Copy out only those lines running from the line with "golden sky glow" to the end of the listing, keeping each one exactly as it is.

§ **Records**:
───

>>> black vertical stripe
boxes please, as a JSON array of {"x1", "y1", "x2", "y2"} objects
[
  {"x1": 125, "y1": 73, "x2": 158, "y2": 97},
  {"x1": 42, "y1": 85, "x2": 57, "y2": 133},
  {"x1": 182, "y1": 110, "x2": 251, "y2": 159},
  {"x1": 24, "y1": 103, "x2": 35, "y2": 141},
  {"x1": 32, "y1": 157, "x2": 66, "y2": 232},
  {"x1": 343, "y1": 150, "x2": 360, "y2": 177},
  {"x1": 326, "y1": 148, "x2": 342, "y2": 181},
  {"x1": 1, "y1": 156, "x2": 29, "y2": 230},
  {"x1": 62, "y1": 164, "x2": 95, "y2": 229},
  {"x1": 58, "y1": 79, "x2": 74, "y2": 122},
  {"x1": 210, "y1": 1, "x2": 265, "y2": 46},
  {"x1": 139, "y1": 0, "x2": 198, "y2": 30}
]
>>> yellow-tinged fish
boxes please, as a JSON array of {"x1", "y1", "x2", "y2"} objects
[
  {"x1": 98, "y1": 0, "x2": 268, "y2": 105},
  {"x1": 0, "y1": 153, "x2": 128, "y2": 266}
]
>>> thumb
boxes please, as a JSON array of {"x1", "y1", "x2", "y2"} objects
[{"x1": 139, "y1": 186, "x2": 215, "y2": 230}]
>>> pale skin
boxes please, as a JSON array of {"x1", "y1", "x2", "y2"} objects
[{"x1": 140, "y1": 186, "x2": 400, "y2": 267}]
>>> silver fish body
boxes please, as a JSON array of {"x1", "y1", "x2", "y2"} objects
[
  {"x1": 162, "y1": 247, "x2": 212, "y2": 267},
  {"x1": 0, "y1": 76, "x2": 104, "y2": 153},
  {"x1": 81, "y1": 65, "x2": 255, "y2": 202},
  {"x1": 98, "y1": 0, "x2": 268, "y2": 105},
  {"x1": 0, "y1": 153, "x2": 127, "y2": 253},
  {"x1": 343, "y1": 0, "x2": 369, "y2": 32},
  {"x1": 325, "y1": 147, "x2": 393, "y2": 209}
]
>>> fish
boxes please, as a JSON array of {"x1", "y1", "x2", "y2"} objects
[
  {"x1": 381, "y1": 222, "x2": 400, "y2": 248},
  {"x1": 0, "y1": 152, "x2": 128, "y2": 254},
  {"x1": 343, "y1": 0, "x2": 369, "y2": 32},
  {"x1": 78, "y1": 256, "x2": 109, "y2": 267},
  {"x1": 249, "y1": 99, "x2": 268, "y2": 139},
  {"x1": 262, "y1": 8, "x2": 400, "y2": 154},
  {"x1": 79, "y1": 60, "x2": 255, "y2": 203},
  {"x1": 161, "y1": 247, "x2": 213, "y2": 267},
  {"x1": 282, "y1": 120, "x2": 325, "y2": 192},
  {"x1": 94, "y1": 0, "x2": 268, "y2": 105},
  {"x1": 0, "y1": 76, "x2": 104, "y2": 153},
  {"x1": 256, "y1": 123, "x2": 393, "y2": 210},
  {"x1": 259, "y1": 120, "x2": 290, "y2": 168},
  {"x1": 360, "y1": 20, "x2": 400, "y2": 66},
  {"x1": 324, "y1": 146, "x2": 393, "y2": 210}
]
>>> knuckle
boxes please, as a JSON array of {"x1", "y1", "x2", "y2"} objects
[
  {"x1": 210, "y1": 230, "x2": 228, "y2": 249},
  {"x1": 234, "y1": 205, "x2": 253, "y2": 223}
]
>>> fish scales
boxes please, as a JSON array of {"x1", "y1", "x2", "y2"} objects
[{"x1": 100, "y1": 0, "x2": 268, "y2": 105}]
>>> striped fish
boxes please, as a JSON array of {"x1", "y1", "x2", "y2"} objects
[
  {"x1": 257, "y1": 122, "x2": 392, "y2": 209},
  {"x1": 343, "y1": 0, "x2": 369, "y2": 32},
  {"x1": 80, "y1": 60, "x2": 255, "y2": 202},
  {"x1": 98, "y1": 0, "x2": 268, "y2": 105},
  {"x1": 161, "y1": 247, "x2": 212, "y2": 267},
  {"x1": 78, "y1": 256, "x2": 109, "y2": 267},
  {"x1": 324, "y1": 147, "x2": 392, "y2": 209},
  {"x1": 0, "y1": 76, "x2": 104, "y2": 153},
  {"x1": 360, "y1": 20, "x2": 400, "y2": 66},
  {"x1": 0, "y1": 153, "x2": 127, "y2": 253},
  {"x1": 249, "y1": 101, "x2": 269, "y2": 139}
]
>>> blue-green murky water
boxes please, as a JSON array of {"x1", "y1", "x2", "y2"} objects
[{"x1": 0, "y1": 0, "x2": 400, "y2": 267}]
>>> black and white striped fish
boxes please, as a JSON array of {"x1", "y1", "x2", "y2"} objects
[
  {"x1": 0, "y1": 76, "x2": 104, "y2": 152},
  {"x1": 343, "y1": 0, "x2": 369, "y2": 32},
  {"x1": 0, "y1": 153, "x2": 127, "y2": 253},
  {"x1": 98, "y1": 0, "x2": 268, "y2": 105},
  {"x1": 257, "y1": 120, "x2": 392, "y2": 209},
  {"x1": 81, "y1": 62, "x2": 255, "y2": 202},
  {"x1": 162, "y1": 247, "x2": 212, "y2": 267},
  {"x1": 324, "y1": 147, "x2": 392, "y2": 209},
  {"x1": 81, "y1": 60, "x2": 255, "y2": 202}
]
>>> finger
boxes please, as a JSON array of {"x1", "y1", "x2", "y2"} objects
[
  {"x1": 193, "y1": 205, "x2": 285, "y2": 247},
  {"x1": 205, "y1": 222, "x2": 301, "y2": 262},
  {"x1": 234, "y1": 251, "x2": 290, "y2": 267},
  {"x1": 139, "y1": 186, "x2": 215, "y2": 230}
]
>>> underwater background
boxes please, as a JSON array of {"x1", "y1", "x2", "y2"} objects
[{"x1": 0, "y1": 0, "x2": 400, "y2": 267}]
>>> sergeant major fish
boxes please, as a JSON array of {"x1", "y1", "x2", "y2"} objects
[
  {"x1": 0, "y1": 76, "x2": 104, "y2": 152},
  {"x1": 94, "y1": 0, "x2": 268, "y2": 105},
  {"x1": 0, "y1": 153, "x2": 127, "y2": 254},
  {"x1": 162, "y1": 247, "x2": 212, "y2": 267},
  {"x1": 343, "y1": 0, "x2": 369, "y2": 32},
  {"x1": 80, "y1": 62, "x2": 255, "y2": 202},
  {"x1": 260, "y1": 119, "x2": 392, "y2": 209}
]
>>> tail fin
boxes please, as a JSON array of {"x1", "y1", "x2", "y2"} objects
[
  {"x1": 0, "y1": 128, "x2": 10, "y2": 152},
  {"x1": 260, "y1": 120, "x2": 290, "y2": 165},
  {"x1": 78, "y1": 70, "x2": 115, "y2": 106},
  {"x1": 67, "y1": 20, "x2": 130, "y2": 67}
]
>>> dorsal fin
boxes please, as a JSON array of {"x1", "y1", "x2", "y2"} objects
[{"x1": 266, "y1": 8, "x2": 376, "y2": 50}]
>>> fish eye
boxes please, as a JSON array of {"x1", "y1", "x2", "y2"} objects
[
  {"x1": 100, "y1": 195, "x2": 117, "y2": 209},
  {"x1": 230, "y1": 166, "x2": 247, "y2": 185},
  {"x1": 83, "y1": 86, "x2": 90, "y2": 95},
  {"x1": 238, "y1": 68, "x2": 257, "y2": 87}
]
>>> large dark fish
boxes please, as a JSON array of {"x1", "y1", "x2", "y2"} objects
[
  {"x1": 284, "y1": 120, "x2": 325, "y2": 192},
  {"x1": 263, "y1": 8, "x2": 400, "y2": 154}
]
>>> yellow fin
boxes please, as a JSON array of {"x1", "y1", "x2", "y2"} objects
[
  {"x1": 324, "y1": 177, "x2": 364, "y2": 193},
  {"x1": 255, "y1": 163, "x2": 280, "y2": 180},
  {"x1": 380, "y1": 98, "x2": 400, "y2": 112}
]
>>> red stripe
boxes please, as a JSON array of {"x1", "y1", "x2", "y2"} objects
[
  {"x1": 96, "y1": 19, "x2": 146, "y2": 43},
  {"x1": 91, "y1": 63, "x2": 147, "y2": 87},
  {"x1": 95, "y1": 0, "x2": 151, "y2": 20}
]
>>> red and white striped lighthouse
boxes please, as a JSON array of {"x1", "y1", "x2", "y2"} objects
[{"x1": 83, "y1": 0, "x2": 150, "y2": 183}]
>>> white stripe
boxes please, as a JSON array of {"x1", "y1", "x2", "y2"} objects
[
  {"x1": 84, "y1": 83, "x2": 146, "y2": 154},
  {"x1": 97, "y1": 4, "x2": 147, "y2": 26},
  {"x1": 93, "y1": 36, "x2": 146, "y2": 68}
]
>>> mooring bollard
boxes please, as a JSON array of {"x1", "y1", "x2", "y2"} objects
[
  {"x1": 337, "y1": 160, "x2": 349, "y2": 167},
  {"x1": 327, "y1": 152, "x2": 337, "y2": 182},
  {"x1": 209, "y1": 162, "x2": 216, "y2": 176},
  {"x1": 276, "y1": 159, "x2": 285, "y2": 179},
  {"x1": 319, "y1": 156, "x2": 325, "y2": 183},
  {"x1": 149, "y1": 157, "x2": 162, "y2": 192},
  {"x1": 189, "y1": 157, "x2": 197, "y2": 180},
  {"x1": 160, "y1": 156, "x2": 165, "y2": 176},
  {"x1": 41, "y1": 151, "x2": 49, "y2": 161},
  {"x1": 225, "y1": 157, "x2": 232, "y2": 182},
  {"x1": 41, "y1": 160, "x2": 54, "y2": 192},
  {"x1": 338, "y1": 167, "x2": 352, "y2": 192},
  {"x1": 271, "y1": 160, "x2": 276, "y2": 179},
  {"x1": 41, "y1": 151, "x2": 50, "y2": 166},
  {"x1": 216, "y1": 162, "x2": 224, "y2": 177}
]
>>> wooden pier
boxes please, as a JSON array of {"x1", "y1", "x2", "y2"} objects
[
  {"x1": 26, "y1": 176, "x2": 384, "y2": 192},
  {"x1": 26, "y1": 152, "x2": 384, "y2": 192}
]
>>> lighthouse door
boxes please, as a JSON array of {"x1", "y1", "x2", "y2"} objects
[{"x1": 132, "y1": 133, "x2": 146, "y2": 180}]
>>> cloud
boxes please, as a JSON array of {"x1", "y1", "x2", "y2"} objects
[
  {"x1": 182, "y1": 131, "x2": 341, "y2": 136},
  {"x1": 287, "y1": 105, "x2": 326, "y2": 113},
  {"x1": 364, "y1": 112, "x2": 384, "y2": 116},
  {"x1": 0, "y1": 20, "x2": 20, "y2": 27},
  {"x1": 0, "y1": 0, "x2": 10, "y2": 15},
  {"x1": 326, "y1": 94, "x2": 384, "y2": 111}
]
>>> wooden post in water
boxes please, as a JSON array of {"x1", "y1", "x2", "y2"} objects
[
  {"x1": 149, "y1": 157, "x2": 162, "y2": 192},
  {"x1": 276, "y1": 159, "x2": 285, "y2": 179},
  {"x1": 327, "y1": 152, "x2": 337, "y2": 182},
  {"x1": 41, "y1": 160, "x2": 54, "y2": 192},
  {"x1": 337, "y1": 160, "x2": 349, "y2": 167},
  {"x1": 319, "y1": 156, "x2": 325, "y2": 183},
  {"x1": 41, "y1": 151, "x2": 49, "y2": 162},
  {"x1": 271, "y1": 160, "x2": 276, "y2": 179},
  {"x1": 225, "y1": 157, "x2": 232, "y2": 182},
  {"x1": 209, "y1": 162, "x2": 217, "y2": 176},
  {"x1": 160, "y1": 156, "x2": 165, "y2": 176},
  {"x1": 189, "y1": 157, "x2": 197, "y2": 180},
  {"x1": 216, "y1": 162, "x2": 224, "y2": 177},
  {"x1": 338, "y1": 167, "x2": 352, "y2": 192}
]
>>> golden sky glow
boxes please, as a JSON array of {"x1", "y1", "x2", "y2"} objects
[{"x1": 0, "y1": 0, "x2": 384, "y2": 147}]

───

§ **Finished answer**:
>>> golden sky glow
boxes please, as a JSON array of {"x1", "y1", "x2", "y2"} objects
[{"x1": 0, "y1": 0, "x2": 384, "y2": 147}]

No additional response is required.